> **TASK PROMPT**
Gather all lines in the entries below that contain the word "every". Copy each such line in full.

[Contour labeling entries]
* BEGIN *

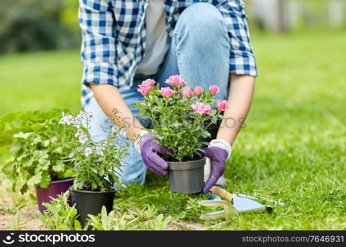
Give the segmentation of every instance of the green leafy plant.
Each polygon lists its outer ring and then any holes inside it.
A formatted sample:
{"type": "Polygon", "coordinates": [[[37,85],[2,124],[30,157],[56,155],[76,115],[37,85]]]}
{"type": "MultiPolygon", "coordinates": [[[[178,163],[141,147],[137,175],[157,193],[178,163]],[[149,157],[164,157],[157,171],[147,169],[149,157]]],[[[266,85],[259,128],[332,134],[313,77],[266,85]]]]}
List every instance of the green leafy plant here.
{"type": "Polygon", "coordinates": [[[70,134],[59,124],[61,110],[16,112],[0,119],[0,145],[10,149],[11,158],[2,170],[13,181],[14,191],[29,187],[47,188],[52,180],[70,176],[68,158],[70,134]]]}
{"type": "MultiPolygon", "coordinates": [[[[113,116],[110,118],[120,118],[118,113],[119,111],[114,109],[113,116]]],[[[73,150],[69,161],[73,164],[76,173],[73,189],[112,191],[114,183],[120,183],[119,171],[124,166],[122,160],[128,155],[127,150],[131,142],[126,138],[126,127],[115,125],[106,138],[95,140],[90,129],[93,119],[91,113],[81,111],[76,116],[63,113],[60,121],[72,136],[73,150]]],[[[133,142],[137,139],[134,137],[131,141],[133,142]]]]}
{"type": "Polygon", "coordinates": [[[107,214],[104,206],[101,213],[88,216],[92,230],[164,230],[172,218],[169,216],[164,218],[162,214],[156,216],[157,212],[157,209],[155,206],[147,205],[136,212],[129,211],[129,214],[125,212],[121,214],[121,217],[115,217],[117,212],[112,211],[107,214]]]}
{"type": "MultiPolygon", "coordinates": [[[[70,206],[68,200],[70,192],[58,195],[56,198],[51,197],[50,203],[42,204],[47,208],[43,214],[37,211],[37,216],[48,230],[74,230],[77,221],[77,210],[74,206],[70,206]]],[[[80,225],[77,222],[77,225],[80,225]]]]}
{"type": "Polygon", "coordinates": [[[103,206],[97,215],[88,214],[87,222],[82,227],[77,219],[77,209],[67,202],[69,193],[67,191],[52,199],[50,203],[43,203],[47,208],[43,214],[37,211],[38,217],[47,229],[85,230],[91,226],[91,230],[164,230],[172,219],[171,216],[164,218],[162,214],[156,217],[157,208],[149,205],[136,212],[113,210],[109,213],[103,206]]]}
{"type": "Polygon", "coordinates": [[[166,82],[173,89],[160,89],[160,84],[151,79],[143,82],[138,91],[144,99],[134,107],[139,108],[143,119],[152,123],[153,128],[148,131],[160,139],[157,141],[160,144],[173,150],[176,161],[195,160],[202,156],[202,146],[208,144],[198,138],[210,136],[208,128],[222,118],[227,101],[213,98],[219,91],[216,85],[208,91],[200,86],[194,90],[185,86],[186,82],[179,76],[172,76],[166,82]],[[216,109],[213,109],[215,104],[216,109]]]}
{"type": "Polygon", "coordinates": [[[14,218],[11,221],[10,230],[12,231],[18,231],[22,230],[25,228],[25,225],[28,223],[29,220],[27,220],[24,222],[21,222],[19,220],[19,214],[17,213],[14,215],[14,218]]]}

* END *

> **COMPLETE RESPONSE**
Give the segmentation of every instance of the green leafy plant.
List every instance of the green leafy plant here.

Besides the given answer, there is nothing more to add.